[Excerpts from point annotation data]
**********

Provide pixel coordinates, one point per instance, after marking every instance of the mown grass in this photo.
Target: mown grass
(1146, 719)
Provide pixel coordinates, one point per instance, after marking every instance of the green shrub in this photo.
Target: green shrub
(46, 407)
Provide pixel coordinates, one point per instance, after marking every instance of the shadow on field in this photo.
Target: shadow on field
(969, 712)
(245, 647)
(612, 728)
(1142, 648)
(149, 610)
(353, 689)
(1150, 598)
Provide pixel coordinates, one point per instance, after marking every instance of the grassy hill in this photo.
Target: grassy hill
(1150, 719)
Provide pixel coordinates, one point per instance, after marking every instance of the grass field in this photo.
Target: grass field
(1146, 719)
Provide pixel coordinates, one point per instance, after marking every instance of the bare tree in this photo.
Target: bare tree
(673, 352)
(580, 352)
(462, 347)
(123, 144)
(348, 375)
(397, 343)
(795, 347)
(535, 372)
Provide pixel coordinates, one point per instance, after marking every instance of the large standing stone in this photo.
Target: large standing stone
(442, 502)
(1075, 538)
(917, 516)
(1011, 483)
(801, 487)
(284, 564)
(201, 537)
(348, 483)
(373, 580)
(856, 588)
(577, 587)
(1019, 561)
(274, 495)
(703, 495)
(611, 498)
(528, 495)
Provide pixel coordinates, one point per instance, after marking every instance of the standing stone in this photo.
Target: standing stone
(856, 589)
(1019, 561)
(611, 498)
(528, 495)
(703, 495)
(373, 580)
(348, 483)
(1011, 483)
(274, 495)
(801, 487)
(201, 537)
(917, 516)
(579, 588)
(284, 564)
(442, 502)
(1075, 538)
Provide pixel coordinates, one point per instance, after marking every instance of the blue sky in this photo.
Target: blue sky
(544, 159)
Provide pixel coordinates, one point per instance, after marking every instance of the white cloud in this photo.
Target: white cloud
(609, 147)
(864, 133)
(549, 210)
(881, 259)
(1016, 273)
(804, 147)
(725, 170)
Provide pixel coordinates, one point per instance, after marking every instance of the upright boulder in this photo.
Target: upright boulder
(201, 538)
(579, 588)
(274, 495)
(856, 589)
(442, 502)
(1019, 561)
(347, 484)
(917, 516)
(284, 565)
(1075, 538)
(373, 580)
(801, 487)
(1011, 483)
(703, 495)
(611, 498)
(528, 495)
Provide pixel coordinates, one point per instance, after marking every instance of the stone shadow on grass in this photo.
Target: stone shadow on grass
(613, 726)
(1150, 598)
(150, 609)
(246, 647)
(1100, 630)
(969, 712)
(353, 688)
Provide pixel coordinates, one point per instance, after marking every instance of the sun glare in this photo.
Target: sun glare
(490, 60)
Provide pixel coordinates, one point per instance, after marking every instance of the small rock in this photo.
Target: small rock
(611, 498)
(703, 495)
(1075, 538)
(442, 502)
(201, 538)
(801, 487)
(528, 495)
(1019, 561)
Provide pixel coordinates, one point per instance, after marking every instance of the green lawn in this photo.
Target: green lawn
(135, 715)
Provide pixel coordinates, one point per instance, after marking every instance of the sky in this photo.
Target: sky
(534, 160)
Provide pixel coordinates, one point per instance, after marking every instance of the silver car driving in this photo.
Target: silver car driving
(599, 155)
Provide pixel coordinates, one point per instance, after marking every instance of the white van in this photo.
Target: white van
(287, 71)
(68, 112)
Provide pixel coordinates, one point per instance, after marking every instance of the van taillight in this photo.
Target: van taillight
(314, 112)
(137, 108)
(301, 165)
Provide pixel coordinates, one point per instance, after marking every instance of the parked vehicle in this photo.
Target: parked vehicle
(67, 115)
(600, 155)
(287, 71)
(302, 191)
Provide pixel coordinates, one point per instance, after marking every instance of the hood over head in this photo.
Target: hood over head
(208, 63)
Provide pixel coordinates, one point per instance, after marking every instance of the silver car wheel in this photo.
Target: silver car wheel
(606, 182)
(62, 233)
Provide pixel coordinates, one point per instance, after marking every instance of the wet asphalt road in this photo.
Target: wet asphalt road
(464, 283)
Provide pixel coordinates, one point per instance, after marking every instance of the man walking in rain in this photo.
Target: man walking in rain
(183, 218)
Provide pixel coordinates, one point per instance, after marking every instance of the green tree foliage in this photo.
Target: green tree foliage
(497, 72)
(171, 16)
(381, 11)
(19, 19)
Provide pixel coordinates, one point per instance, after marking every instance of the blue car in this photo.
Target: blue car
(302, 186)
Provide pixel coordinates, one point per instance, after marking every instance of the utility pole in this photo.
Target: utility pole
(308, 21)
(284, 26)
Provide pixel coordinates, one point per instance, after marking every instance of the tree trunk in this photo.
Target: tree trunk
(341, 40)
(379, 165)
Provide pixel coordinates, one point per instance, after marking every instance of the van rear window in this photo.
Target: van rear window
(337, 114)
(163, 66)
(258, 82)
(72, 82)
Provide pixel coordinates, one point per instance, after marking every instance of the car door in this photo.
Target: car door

**********

- REQUIRED WORK -
Copy all of the rows above word for word, keeping every line as it appears.

- SOLUTION TO THE PROBLEM -
Provide pixel coordinates, one point per instance, after marking every instance of the mown grass in this photo.
Target: mown grass
(1146, 719)
Provide pixel coordinates, one point per instance, after marking every instance of the green shrub in this photo.
Target: green shrub
(46, 407)
Provide pixel coordinates, one point per instance, after marking every instance of the shadow on field in this photo.
Target: shadow on field
(969, 712)
(245, 647)
(612, 728)
(1142, 648)
(149, 610)
(353, 689)
(1150, 598)
Provide pixel coordinates, one point per instance, after marking every instance of the grassy hill in this photo.
Target: grassy hill
(1150, 719)
Provide pixel coordinates, one point per instance, after marking every instance of the grass field in this photo.
Target: grass field
(1146, 719)
Provide pixel coordinates, one point per instance, after marking every instance of the bare tree in this photo.
Target: bare tree
(673, 352)
(580, 352)
(462, 347)
(123, 144)
(348, 375)
(397, 343)
(795, 347)
(535, 372)
Provide pixel coordinates, one point per instance, after marking every instance of the large standing stone in this photo.
Target: large standing stone
(442, 502)
(1075, 538)
(917, 516)
(1011, 483)
(801, 487)
(284, 564)
(201, 537)
(348, 483)
(373, 580)
(856, 588)
(577, 587)
(1019, 561)
(274, 495)
(703, 495)
(611, 498)
(528, 495)
Provide pixel coordinates, one point per instance, after marking every instance of the standing stone in this photo.
Target: standing stone
(856, 589)
(1019, 561)
(611, 498)
(528, 495)
(703, 495)
(373, 580)
(348, 483)
(1011, 483)
(274, 495)
(801, 487)
(201, 537)
(917, 516)
(579, 588)
(284, 564)
(442, 502)
(1075, 538)
Provide pixel coordinates, one point per instance, after marking every instance of the blue sky in this photo.
Target: blue sky
(544, 159)
Provide pixel coordinates, one point per instance, after marking every instance of the white cloud in this photo.
Target: white cloud
(609, 147)
(864, 133)
(549, 210)
(881, 259)
(1016, 273)
(804, 147)
(725, 170)
Provide pixel coordinates, one point per instance, after marking every instance of the upright boulder in this photo.
Target: upright boulder
(201, 538)
(579, 588)
(274, 495)
(856, 589)
(442, 502)
(1019, 561)
(347, 484)
(917, 516)
(284, 565)
(1075, 538)
(373, 580)
(801, 487)
(1011, 483)
(703, 495)
(611, 498)
(528, 495)
Provide pixel coordinates, one point per instance, after marking every instance of the stone shadow on grass in this photo.
Target: stone shadow on grass
(613, 726)
(1150, 598)
(150, 609)
(246, 647)
(1100, 630)
(969, 712)
(353, 688)
Provide pixel coordinates, one point per instance, after marking every instance of the sun glare in this photo.
Target: sun glare
(490, 60)
Provide pixel coordinates, one point per instance, after marking every instance of the small rock in this photo.
Target: small rock
(611, 498)
(703, 495)
(1075, 538)
(442, 502)
(201, 538)
(801, 487)
(528, 495)
(1019, 561)
Provide pixel coordinates, one point per instance, after marking every instance of the green lawn in this photo.
Target: green lawn
(135, 715)
Provide pixel coordinates, one point per instance, after marking every instance of the sky in this photo.
Target: sky
(534, 160)
Provide pixel coordinates, one point per instance, after marking every instance of the silver car driving in this photo.
Target: silver car driving
(599, 155)
Provide pixel coordinates, one point per instance, after marking every instance of the white van in this photo.
Target: white van
(287, 71)
(68, 112)
Provide pixel coordinates, one point per instance, after marking every instance of the van taillight in this photo.
Target: van taillight
(314, 112)
(137, 108)
(301, 165)
Provide pixel coordinates, one point per instance, after marking every instance of the parked vehicle in this photo.
Target: parked vehicle
(67, 115)
(600, 155)
(287, 71)
(302, 191)
Provide pixel coordinates, one point per instance, after marking every instance of the hood over head in this photo.
Target: hood over head
(208, 63)
Provide pixel coordinates, one point per instance, after marking every instance of the silver car wheel in this photo.
Target: silver car wheel
(606, 182)
(62, 233)
Provide pixel coordinates, one point per instance, after marking every instance of the wet asphalt road in this photo.
Target: wet asphalt road
(464, 283)
Provide pixel coordinates, one point per instance, after marking every instance of the man walking in rain in this photo.
Target: man walking in rain
(183, 218)
Provide pixel coordinates, one point per instance, after marking every instance of the green tree foliage in this photo.
Target: green tree foliage
(497, 72)
(171, 16)
(381, 11)
(19, 19)
Provide pixel coordinates, one point per instance, after marking every instance of the blue car in this photo.
Target: blue car
(302, 186)
Provide pixel coordinates, one point per instance, after marking every instance of the utility pole in this photo.
Target: utility pole
(308, 21)
(284, 26)
Provide pixel coordinates, one point per instance, after marking every instance of the tree trunk in this photo.
Target: tree trunk
(341, 40)
(379, 165)
Provide pixel coordinates, one point per instance, after marking every instance of the van rear window in this photo.
Target: van rear window
(337, 114)
(163, 66)
(258, 82)
(72, 82)
Provide pixel coordinates, one point per instance, after marking every instance of the car door in this photo.
Target: car door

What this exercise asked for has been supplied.